* Items with labeled boxes
◇ ◇ ◇ ◇ ◇ ◇ ◇

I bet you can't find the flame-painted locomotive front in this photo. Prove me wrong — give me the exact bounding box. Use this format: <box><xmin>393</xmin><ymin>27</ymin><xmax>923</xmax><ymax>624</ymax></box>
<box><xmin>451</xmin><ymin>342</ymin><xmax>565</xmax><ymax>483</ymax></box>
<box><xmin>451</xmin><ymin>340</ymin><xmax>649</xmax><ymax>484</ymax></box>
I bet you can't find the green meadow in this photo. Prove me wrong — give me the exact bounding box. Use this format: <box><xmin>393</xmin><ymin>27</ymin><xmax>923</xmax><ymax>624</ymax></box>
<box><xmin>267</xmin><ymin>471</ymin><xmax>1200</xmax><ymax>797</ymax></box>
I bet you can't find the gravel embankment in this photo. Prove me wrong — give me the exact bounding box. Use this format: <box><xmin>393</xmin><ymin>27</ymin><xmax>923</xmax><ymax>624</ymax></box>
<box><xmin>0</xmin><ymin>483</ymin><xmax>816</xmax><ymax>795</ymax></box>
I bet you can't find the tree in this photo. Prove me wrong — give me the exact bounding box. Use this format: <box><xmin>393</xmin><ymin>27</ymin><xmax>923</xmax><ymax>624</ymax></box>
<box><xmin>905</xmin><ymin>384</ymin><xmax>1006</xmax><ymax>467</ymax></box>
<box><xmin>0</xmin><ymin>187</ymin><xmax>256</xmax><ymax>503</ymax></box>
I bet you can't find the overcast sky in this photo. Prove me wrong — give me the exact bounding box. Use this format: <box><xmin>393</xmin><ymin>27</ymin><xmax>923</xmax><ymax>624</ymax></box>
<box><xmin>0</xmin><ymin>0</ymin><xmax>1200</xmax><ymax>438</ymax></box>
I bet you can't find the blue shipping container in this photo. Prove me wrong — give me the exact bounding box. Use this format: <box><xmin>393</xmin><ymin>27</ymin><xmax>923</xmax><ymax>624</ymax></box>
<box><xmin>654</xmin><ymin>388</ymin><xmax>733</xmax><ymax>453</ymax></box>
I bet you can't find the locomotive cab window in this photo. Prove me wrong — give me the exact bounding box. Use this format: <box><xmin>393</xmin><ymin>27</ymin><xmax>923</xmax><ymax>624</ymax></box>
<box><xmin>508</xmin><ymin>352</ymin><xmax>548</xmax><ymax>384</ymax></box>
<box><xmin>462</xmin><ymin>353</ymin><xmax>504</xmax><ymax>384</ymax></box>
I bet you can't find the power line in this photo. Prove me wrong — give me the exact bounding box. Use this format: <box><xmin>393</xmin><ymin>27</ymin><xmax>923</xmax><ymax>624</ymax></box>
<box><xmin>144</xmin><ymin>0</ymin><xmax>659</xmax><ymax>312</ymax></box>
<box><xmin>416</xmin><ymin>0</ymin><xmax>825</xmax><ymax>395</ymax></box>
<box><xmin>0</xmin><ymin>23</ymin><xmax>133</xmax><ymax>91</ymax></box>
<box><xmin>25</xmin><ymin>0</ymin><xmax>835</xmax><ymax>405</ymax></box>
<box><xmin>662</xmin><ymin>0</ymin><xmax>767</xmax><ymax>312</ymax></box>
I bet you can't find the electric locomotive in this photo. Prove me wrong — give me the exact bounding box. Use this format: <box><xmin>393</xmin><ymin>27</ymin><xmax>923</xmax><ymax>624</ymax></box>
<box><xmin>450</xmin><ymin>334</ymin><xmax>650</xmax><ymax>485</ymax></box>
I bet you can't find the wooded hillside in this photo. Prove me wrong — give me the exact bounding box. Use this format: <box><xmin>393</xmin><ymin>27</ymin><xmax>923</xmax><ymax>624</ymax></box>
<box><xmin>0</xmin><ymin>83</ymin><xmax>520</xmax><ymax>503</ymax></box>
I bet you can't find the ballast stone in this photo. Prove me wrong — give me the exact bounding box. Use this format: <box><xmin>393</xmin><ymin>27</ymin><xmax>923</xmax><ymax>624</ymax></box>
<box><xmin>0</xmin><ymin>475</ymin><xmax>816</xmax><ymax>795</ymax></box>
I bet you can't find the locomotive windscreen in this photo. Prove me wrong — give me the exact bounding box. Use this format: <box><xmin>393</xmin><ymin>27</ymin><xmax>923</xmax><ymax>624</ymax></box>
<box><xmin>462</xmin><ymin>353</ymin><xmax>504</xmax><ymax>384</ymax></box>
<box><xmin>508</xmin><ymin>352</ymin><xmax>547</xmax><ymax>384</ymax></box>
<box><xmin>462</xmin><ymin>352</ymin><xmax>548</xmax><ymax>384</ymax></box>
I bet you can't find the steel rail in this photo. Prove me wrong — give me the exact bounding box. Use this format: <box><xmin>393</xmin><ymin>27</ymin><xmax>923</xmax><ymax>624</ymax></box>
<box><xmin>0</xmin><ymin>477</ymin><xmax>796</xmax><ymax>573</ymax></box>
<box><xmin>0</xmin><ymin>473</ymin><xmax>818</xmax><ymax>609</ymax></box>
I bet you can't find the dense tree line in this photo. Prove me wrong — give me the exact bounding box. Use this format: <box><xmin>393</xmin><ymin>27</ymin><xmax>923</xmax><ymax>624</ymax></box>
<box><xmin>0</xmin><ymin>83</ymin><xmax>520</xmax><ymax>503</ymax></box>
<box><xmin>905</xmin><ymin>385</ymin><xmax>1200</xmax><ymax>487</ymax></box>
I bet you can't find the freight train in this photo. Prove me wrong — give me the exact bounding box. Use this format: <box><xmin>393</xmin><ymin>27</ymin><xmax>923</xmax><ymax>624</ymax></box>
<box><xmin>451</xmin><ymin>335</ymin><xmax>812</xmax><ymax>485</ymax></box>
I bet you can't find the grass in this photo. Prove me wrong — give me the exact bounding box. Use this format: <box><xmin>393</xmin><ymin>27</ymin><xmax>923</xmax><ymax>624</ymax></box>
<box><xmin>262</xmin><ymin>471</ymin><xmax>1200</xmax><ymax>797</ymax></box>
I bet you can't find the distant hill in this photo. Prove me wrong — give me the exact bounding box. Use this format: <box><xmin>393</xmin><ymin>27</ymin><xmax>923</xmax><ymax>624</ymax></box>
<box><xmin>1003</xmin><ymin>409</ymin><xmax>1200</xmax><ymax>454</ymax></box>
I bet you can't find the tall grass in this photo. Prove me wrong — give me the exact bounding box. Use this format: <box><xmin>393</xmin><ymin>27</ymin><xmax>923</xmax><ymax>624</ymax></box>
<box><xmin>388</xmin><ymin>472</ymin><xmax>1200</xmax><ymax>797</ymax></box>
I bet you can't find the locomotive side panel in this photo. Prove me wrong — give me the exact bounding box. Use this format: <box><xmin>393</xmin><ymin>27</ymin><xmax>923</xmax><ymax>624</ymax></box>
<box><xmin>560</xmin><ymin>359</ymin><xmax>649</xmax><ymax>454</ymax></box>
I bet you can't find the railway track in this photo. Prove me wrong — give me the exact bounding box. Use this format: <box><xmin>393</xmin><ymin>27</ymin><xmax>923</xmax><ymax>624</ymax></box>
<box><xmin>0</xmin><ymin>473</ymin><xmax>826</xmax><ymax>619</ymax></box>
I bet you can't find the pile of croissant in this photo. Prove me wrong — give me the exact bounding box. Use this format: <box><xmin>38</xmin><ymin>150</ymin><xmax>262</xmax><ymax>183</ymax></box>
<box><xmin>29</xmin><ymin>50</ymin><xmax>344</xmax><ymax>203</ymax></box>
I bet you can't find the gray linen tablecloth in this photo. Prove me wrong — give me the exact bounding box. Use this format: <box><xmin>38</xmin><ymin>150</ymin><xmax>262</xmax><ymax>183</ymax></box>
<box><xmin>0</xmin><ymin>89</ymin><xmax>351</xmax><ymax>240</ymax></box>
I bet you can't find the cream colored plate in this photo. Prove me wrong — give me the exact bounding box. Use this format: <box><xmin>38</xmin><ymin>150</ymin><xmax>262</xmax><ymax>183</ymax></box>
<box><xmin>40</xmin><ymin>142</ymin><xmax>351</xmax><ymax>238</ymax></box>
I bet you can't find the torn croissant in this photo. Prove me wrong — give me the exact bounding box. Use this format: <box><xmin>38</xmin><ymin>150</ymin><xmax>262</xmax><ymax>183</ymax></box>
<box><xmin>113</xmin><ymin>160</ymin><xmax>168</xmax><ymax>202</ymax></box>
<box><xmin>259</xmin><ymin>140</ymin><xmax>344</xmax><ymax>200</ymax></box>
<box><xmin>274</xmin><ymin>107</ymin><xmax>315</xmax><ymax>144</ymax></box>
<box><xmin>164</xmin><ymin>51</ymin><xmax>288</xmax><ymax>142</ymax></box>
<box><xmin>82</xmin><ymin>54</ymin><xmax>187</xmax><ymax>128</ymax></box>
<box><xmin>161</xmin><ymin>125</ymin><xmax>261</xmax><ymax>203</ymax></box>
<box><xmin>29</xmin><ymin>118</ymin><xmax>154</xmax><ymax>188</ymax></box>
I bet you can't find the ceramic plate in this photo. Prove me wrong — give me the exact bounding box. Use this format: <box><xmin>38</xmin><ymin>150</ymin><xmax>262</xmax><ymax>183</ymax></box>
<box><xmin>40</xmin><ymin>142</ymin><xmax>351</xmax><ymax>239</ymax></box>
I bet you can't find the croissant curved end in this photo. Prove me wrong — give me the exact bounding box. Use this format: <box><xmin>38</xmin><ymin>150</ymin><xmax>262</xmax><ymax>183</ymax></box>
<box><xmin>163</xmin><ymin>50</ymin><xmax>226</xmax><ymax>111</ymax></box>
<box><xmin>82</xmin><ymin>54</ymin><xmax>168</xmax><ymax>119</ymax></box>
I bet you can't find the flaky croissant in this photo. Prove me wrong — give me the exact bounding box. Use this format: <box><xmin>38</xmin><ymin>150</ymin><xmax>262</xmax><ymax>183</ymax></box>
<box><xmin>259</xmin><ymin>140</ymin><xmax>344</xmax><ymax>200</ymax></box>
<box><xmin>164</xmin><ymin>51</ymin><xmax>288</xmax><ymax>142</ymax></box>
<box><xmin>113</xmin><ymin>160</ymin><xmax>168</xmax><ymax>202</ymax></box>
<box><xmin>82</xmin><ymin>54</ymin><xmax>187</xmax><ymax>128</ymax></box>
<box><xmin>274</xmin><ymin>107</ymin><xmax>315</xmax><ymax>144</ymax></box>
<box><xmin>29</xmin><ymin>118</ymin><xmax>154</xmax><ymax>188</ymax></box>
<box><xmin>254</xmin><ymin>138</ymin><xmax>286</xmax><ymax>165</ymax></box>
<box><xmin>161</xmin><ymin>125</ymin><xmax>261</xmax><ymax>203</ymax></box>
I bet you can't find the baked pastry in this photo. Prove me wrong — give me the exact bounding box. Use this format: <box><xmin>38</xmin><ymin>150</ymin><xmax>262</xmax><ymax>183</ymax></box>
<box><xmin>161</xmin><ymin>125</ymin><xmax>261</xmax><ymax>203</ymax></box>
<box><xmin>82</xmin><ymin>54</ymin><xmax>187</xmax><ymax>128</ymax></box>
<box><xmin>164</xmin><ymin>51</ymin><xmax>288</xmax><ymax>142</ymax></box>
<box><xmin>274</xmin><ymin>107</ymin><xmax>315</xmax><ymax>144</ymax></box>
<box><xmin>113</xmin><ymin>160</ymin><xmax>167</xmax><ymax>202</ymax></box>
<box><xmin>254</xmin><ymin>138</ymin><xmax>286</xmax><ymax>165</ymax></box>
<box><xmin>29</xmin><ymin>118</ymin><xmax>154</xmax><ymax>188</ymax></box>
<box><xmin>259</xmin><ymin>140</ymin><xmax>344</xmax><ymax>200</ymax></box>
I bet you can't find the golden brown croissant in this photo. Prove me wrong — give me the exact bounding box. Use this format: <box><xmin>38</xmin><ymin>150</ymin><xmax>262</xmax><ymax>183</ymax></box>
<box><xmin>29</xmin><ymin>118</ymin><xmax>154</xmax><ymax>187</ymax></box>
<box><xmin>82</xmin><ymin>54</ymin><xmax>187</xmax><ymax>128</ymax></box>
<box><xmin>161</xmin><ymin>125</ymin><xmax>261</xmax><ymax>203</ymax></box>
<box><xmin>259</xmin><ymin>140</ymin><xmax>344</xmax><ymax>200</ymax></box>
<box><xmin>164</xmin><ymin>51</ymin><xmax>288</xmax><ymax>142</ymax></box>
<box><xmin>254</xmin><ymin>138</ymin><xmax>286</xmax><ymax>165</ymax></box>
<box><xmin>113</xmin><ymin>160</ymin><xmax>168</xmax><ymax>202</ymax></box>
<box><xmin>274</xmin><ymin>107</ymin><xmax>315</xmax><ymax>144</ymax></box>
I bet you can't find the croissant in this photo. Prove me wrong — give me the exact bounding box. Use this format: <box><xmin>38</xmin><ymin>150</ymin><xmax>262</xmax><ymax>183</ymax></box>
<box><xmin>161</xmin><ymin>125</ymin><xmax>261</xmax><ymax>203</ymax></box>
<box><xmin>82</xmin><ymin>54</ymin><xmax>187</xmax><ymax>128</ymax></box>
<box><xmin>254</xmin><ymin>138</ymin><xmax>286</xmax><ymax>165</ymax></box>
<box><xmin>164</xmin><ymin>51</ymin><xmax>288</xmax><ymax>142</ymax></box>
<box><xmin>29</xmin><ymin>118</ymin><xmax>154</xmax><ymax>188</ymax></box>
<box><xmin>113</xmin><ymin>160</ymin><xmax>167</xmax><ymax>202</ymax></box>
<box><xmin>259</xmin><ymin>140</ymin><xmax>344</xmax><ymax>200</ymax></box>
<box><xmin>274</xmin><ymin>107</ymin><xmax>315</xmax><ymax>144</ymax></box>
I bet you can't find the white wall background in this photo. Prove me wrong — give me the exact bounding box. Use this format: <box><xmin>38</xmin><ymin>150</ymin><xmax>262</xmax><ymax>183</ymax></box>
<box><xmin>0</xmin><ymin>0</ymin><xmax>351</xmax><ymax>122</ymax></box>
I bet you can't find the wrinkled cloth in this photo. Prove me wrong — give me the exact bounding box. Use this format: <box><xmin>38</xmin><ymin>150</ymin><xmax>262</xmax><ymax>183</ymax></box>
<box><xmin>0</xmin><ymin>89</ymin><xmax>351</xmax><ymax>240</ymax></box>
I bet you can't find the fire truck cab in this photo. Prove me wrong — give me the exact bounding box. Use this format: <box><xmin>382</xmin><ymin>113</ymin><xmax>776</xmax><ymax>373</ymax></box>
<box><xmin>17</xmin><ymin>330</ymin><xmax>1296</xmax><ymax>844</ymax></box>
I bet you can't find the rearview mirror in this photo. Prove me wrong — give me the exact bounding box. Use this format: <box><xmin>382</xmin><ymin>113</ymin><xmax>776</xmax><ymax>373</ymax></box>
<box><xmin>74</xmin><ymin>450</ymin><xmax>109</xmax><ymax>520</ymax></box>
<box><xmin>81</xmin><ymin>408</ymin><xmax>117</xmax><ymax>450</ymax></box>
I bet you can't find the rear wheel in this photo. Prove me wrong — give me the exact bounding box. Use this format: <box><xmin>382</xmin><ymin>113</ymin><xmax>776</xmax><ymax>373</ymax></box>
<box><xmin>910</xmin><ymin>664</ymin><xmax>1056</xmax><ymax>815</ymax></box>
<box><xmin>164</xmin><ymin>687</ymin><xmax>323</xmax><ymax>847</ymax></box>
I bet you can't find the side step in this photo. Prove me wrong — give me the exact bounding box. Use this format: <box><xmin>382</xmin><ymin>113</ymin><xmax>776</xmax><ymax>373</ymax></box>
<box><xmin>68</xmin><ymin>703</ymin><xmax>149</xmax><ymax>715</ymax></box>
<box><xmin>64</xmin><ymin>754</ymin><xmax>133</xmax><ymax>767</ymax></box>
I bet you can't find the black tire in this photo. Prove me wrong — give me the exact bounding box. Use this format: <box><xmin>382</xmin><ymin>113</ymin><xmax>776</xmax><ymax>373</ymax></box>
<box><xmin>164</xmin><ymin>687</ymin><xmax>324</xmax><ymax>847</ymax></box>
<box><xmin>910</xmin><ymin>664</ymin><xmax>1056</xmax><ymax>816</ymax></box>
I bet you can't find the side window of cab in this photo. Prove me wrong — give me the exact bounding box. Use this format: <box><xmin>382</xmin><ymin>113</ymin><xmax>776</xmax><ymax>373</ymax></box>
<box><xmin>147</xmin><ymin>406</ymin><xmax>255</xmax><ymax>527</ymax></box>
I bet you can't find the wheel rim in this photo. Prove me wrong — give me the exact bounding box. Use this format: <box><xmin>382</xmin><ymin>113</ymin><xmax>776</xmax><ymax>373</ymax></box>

◇ ◇ ◇ ◇ ◇ ◇ ◇

* PROBLEM TO SOLVE
Please rewrite the items from the line containing "I bet you can't find the black" through the last line, inclusive, and offset every box coordinate in the answers by adding 121. Leave each request and its format sample unchanged.

* WRITTEN SOLUTION
I bet you can't find the black tire in this photo. Prove me wrong — give me the exact bounding box. Use this format: <box><xmin>382</xmin><ymin>113</ymin><xmax>776</xmax><ymax>373</ymax></box>
<box><xmin>285</xmin><ymin>808</ymin><xmax>445</xmax><ymax>968</ymax></box>
<box><xmin>1031</xmin><ymin>785</ymin><xmax>1177</xmax><ymax>937</ymax></box>
I bet you can't find the side window of cab in this photo. Prove me wrong — give me the exact bounding box. Use this format: <box><xmin>382</xmin><ymin>113</ymin><xmax>776</xmax><ymax>373</ymax></box>
<box><xmin>268</xmin><ymin>527</ymin><xmax>376</xmax><ymax>648</ymax></box>
I bet you can't find the wheel rim in this photo. Prove me wrong — give me the exact bounding box. Use this format: <box><xmin>382</xmin><ymin>113</ymin><xmax>776</xmax><ymax>373</ymax></box>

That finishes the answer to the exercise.